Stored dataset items
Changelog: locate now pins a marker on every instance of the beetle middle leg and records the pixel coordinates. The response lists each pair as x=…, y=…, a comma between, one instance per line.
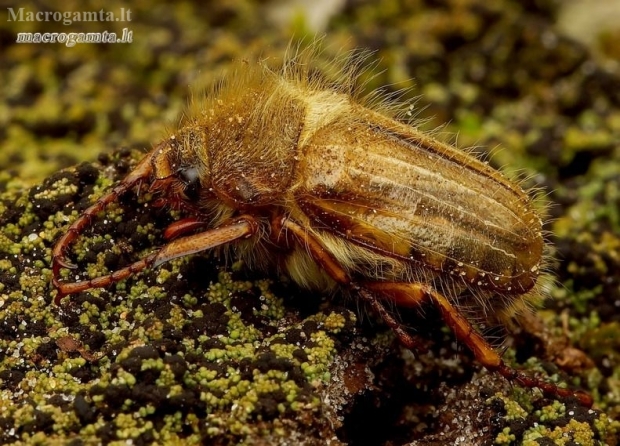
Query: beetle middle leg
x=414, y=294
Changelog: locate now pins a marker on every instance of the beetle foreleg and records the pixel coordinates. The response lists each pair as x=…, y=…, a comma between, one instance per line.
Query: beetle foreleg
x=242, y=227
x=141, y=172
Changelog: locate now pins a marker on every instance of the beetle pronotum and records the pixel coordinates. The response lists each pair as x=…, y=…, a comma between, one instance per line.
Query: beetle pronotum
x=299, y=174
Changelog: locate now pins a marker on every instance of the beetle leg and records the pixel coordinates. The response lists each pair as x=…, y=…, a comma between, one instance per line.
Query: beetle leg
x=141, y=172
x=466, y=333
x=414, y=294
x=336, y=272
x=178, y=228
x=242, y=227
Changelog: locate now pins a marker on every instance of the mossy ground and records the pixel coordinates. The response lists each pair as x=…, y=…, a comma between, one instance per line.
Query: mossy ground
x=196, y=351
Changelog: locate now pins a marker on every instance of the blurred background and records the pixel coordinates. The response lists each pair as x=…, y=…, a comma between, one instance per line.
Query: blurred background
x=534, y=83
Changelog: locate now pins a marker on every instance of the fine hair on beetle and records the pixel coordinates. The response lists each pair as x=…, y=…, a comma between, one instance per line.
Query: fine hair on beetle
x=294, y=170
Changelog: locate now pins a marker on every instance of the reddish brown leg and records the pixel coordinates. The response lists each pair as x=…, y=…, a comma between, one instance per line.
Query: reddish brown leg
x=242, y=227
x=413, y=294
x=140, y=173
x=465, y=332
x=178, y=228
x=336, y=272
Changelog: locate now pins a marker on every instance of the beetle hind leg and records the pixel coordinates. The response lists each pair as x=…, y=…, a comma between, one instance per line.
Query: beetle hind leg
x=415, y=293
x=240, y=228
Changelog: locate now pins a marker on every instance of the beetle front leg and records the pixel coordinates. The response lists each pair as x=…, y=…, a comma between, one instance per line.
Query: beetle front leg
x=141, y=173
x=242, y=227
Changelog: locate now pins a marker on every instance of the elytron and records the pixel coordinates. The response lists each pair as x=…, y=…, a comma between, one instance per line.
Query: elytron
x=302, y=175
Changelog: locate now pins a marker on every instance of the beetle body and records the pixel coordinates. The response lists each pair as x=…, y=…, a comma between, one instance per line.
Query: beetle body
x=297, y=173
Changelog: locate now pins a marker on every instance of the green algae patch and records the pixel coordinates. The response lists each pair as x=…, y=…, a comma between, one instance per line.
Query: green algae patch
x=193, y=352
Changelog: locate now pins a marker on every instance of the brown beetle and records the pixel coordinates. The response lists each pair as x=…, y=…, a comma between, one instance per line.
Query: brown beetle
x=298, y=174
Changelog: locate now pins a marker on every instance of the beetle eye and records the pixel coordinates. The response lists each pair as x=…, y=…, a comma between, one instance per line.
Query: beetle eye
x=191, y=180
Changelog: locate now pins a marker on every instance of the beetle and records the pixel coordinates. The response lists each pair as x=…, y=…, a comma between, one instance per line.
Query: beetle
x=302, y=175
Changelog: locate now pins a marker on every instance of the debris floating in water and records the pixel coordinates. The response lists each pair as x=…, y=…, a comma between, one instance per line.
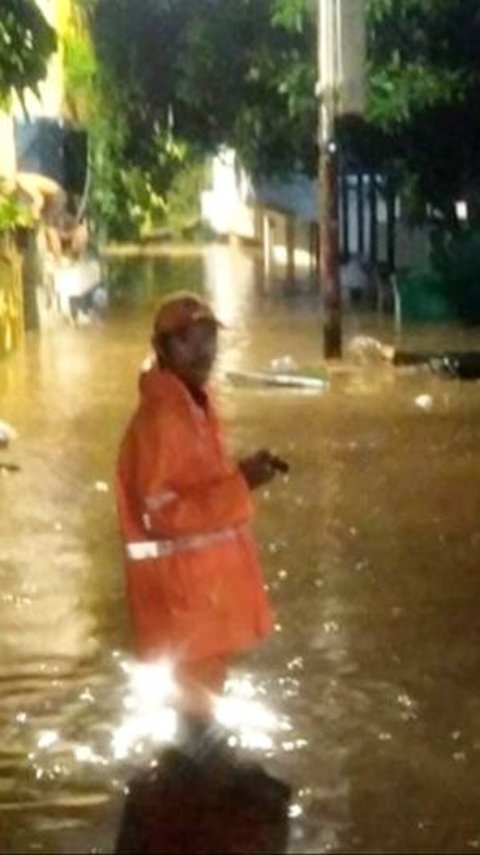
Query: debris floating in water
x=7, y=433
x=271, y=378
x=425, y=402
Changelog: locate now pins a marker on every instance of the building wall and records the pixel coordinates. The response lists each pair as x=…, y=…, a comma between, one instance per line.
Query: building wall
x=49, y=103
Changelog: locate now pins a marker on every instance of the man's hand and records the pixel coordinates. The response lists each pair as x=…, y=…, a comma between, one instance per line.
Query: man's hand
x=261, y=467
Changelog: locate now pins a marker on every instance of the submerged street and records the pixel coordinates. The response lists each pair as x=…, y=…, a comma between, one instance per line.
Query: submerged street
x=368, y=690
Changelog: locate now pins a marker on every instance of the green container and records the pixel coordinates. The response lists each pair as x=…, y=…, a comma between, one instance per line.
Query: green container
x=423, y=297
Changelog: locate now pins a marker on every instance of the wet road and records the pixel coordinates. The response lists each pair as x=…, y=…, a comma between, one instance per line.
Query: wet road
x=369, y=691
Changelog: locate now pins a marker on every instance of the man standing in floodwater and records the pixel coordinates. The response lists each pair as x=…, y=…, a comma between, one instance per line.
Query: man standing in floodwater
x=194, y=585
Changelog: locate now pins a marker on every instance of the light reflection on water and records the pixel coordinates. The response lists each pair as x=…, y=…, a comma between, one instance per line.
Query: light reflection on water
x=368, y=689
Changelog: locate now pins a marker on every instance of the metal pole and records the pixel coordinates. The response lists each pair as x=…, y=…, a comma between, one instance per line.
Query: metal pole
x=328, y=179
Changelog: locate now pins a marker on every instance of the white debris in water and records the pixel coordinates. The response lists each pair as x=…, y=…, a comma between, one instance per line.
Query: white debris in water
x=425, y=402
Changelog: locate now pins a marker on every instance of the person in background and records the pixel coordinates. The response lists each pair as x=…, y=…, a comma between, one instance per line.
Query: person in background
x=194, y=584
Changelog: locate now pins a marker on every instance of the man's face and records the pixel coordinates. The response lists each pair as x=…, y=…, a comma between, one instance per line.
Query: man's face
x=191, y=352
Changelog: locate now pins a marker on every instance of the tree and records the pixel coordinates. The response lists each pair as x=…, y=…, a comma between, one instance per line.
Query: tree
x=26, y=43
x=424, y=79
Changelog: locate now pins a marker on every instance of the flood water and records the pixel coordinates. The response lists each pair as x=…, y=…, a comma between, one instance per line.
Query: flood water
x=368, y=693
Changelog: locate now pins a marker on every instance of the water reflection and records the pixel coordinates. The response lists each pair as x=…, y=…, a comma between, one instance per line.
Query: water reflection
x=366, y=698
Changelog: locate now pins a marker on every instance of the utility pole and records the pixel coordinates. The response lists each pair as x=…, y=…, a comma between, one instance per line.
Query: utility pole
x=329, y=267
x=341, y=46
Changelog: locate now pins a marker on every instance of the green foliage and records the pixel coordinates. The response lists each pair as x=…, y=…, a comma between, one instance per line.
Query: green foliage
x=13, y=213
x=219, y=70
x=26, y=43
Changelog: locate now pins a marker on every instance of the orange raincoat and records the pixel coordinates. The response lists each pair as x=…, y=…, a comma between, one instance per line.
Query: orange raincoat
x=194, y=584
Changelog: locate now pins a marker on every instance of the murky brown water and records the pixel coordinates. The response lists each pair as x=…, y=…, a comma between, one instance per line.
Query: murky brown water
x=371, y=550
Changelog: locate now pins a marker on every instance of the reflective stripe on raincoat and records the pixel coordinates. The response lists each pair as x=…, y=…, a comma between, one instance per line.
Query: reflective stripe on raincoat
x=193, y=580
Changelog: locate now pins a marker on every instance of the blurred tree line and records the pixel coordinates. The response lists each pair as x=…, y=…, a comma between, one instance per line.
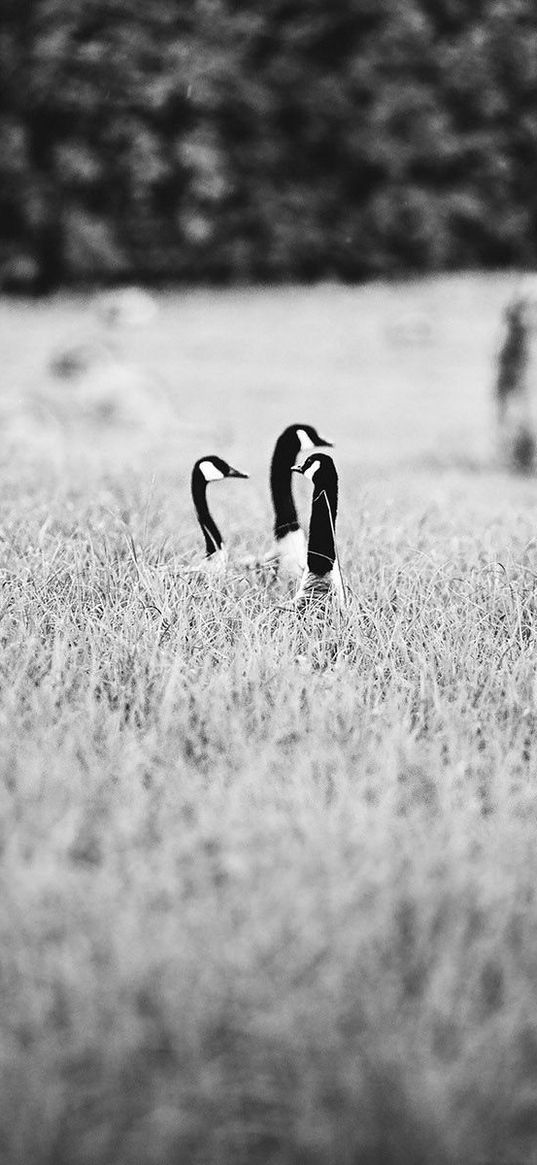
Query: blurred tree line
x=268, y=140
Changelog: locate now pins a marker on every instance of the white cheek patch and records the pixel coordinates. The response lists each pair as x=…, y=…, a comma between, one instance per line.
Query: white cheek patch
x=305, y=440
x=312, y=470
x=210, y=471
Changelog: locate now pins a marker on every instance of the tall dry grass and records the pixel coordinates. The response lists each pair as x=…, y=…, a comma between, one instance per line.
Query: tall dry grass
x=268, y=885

---

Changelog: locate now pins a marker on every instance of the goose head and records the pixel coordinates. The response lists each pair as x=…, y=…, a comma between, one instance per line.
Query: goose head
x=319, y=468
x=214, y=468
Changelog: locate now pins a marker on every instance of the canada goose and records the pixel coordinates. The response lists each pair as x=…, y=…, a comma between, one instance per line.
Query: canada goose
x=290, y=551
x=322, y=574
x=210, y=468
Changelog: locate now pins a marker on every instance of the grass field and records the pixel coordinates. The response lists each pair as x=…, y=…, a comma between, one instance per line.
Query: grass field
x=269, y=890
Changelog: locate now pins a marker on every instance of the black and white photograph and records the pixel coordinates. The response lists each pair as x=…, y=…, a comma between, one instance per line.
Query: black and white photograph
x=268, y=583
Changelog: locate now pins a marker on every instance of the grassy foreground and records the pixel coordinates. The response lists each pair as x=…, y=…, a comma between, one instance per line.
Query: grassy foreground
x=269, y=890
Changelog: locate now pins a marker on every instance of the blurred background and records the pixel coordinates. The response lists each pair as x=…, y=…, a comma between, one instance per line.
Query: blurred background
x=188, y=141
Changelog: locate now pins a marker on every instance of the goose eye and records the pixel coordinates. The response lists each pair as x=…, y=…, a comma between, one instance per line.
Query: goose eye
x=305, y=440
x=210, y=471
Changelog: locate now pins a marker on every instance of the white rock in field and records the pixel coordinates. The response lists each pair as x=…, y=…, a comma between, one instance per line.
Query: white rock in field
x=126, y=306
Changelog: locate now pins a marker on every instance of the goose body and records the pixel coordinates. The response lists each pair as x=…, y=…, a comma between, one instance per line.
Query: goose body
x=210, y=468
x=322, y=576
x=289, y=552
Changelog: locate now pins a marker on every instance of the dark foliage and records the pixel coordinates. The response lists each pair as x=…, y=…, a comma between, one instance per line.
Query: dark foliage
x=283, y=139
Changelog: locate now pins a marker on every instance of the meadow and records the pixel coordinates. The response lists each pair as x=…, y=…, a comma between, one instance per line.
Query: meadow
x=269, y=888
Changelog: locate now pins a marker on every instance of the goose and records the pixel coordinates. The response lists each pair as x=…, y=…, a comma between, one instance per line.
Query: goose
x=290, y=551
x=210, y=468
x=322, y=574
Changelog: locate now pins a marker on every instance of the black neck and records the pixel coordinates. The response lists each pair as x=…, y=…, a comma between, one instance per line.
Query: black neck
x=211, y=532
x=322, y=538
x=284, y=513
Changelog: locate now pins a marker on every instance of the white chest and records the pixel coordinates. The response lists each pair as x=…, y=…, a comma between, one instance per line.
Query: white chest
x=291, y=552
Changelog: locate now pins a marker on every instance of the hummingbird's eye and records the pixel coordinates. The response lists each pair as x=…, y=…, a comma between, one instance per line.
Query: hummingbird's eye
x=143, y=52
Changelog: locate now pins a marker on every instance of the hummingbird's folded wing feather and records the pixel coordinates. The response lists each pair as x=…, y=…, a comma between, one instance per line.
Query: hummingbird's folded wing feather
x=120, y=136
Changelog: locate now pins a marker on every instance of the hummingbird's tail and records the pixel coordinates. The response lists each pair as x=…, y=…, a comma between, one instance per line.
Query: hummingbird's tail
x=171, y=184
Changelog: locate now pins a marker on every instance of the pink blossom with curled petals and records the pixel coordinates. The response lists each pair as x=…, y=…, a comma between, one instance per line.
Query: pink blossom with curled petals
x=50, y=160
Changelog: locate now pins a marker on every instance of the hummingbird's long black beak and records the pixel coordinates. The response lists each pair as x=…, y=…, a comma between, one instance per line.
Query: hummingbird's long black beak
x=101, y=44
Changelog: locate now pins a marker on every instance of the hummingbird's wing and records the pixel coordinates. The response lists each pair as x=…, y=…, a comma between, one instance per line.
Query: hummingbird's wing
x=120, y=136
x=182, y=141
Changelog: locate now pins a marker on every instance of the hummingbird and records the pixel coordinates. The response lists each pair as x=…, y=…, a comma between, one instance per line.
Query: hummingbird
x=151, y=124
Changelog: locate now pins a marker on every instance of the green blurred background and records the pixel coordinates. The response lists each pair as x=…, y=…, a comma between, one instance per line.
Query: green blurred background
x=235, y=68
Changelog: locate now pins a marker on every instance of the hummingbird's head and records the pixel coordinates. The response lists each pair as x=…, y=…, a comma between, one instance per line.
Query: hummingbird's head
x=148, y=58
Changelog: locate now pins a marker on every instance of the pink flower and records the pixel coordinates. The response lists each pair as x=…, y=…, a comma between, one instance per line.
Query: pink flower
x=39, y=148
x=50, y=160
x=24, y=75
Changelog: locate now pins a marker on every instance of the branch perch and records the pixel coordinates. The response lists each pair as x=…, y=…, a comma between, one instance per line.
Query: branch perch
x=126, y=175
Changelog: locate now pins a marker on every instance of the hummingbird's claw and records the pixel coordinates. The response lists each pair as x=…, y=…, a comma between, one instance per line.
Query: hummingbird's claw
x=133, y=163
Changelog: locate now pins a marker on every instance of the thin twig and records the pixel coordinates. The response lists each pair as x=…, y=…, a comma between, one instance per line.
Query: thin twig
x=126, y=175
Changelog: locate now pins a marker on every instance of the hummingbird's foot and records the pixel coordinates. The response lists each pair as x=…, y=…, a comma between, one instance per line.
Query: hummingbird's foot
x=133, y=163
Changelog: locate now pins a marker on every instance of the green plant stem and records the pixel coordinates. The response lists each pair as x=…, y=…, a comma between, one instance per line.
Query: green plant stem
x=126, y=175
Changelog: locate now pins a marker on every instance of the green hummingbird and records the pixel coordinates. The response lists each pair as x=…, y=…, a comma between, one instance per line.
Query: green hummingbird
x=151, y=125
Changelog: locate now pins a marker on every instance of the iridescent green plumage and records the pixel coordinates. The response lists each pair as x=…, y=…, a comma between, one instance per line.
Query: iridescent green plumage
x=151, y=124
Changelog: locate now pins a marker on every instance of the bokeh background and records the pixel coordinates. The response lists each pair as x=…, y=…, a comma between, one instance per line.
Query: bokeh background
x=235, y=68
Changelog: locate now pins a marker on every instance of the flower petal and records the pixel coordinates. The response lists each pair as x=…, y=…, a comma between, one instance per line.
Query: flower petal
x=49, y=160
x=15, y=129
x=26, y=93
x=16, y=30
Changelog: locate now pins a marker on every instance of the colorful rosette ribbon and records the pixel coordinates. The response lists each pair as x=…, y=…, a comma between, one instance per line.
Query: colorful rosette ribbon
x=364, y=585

...

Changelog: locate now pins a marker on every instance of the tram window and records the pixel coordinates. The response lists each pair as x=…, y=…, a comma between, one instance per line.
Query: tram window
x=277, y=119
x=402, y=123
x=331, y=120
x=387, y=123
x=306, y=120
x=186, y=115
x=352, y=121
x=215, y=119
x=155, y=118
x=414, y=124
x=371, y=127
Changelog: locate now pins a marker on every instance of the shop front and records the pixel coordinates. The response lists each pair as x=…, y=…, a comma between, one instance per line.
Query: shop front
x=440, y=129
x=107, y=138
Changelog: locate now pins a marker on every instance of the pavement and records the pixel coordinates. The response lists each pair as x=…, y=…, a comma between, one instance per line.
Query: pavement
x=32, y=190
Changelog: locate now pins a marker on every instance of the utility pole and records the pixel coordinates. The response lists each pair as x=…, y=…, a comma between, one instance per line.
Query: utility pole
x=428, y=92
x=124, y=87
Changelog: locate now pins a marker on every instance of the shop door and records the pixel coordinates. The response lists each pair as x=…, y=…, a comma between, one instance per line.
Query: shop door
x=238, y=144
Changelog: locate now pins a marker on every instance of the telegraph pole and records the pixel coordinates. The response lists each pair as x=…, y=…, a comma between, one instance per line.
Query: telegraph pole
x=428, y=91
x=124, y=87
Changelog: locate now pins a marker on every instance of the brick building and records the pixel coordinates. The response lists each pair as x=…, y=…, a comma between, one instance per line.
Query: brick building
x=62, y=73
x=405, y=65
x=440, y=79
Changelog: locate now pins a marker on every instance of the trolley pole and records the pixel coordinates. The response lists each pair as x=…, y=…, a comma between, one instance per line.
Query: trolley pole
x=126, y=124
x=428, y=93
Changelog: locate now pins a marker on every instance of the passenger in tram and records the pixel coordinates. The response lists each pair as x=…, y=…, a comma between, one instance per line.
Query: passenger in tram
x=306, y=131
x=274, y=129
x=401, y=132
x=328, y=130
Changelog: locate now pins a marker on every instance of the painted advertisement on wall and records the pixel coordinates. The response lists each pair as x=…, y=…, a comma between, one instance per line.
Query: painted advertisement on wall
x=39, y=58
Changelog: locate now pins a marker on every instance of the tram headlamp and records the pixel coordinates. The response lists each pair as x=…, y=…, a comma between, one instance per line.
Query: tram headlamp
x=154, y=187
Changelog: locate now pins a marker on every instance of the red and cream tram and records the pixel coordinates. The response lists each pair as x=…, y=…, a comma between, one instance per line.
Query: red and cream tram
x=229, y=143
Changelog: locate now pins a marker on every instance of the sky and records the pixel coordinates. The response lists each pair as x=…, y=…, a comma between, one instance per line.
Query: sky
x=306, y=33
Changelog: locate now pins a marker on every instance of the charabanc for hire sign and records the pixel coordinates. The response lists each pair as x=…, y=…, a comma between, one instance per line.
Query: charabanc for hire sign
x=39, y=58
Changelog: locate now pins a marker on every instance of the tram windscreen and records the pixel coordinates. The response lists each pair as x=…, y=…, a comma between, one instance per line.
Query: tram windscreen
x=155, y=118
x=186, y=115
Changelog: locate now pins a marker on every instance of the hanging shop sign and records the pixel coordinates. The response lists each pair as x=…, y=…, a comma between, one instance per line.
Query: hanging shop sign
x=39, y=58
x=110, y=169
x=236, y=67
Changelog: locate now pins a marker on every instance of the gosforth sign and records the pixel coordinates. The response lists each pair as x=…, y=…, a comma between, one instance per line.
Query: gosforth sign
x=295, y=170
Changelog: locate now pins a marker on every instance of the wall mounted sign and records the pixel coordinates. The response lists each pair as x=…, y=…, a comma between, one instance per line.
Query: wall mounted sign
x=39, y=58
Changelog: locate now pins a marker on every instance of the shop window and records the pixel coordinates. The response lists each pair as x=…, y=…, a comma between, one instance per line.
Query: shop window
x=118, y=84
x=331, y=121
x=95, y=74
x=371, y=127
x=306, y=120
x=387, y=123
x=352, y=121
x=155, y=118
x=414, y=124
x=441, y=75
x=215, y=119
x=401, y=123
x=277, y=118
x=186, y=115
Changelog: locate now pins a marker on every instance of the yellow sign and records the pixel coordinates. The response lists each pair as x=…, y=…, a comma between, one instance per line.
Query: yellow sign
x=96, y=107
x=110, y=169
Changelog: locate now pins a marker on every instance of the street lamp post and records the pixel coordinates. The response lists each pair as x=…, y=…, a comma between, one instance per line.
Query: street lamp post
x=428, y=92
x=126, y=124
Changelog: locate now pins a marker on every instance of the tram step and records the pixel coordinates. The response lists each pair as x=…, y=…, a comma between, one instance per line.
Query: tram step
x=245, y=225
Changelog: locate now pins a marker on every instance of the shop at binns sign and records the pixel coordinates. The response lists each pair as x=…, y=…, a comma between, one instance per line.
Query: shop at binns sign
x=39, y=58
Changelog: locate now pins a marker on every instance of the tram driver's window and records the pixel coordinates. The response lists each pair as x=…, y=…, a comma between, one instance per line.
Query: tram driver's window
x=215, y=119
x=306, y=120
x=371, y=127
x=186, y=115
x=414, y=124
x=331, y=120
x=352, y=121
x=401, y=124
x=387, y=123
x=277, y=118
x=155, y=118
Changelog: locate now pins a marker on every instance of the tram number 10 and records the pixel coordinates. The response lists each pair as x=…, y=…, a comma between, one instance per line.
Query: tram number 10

Written problem: Print the entries verbatim from the line with "of the orange" to the line with "x=268, y=885", both lines included. Leave the pictures out of your output.

Result of the task:
Changelog: locate now pins a marker on every instance of the orange raincoat and records the pixel coordinates. The response lists each pair as x=…, y=…, a comma between, one instance per line.
Query: orange raincoat
x=194, y=584
Changelog: locate now pins a marker on every instance of the murky brown water and records the pixel coordinates. The response lists each pair as x=…, y=…, a comma between, one instance per line.
Query: murky brown water
x=371, y=550
Changelog: locate now pins a marker on every instance of the reflective stripe on raincoat and records the pixel coordinates. The response lists each pair as x=…, y=…, a comma between, one instance per line.
Query: reflective stripe on raincoat
x=193, y=580
Changelog: locate now pins a marker on every instance of the blurred tree line and records the pixel coordinates. The response lists each pair as x=…, y=…, a comma between, one instance per line.
Query: blurred tree line
x=268, y=140
Changelog: locate now pins a marker on every instance of the white cheek patch and records the pixel coordinates. The response lists each pair as x=…, y=…, a comma between, one instance per line.
Query: white cheek patch
x=305, y=440
x=312, y=470
x=210, y=471
Changelog: locate now pins a marker on every instance of the tall dry grass and records the pixel coordinates. The response lists each pair as x=…, y=…, a comma between, one instance per line.
Query: tall dry grass
x=268, y=885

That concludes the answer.